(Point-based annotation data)
________________________

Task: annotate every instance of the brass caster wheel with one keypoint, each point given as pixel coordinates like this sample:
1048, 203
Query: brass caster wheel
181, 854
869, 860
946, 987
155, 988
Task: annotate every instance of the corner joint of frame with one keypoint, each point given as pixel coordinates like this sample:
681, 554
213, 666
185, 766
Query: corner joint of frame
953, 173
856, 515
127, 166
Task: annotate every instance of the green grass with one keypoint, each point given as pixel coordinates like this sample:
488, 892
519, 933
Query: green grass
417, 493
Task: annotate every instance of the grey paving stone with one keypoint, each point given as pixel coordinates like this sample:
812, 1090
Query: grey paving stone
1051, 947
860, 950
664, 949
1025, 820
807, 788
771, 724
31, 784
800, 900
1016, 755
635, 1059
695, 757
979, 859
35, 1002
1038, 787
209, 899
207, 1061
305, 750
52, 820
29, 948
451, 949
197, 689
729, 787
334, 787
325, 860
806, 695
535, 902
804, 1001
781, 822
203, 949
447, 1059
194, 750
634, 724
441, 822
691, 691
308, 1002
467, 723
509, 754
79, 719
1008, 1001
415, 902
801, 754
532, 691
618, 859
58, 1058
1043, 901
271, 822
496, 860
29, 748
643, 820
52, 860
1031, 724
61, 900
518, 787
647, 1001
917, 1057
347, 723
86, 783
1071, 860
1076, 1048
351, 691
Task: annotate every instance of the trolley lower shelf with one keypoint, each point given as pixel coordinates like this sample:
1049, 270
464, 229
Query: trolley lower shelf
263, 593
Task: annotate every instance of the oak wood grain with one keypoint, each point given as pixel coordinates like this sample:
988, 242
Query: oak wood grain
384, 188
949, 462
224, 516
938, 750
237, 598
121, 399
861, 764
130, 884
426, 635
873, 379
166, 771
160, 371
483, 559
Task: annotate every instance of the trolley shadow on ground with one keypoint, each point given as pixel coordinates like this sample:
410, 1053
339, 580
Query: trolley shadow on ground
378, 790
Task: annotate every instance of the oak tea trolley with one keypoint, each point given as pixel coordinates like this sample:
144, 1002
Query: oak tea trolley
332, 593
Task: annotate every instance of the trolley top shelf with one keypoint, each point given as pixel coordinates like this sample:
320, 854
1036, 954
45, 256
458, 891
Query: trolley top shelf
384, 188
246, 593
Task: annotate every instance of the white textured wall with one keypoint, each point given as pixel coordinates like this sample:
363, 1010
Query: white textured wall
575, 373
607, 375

________________________

WHAT IS NEEDED:
Reproduce all of the records above line for line, with no changes to any word or number.

OUTPUT BELOW:
Task: annotate every instance of the brass caster wheel with one keypoint, each point given as pixel coordinates like this sample:
1048, 203
Query: brass caster wheel
181, 854
869, 860
946, 987
155, 988
Task: annotate every instance of the corner joint of frame with one keypoint, each point given as pixel coordinates like this sample:
681, 554
213, 666
185, 766
Query: corner joint of frame
953, 173
856, 515
127, 166
Task: annotate every instance of the green grass with one keypoint, each point given as pixel coordinates like this sample:
488, 892
519, 933
Query: green grass
417, 493
Task: annotate every instance of the grey paving stone with one keypoint, each point given as pixel coordinates like this sample:
812, 1090
Query: grey paving stone
1051, 947
860, 950
664, 949
1025, 820
807, 788
771, 724
31, 784
800, 900
1016, 755
635, 1059
695, 757
979, 859
35, 1002
1038, 787
209, 899
207, 1061
305, 750
52, 820
29, 948
451, 949
197, 689
729, 787
334, 787
325, 860
806, 695
535, 902
804, 1001
781, 822
203, 949
447, 1059
194, 750
634, 724
441, 822
691, 691
308, 1002
467, 723
509, 754
79, 719
1008, 1001
415, 902
801, 754
532, 691
618, 859
58, 1058
1043, 901
271, 822
496, 860
29, 748
643, 820
52, 860
1031, 724
61, 900
518, 787
647, 1001
917, 1057
347, 723
86, 783
1071, 860
1076, 1048
351, 691
Task: annotate every instance of the trolley lower shelf with one keypoint, each point given as pixel coordinates like this sample:
1049, 270
464, 229
Query: trolley lower shelf
263, 593
Task: annotate every instance of the oak wood grain with one keypoint, each point given as pixel coordinates like this sample:
988, 242
Query: oak wood grain
384, 188
949, 462
224, 516
938, 750
237, 598
121, 399
861, 764
130, 884
426, 635
873, 379
166, 771
160, 371
483, 559
Task: annotate every instance of the trolley shadow on ground with one keypoint, each point given as pixel coordinates like this sample:
410, 1053
339, 580
Query: trolley shadow on ground
378, 790
Task: annotate every instance of the oak tea trolley with one keypoint, each point given as pixel coordinates like this sample:
144, 1002
Query: oak tea trolley
332, 593
Task: annotate every instance of the trolley top shelf with one keypoint, each point given as pixel coordinates like this sample:
320, 854
1036, 954
45, 256
458, 891
Query: trolley top shelf
384, 188
246, 593
Task: annotate every instance of the white textured wall with one keypoint, each point given as pixel coordinates like this sample:
363, 1010
Query: white textured wall
575, 373
607, 375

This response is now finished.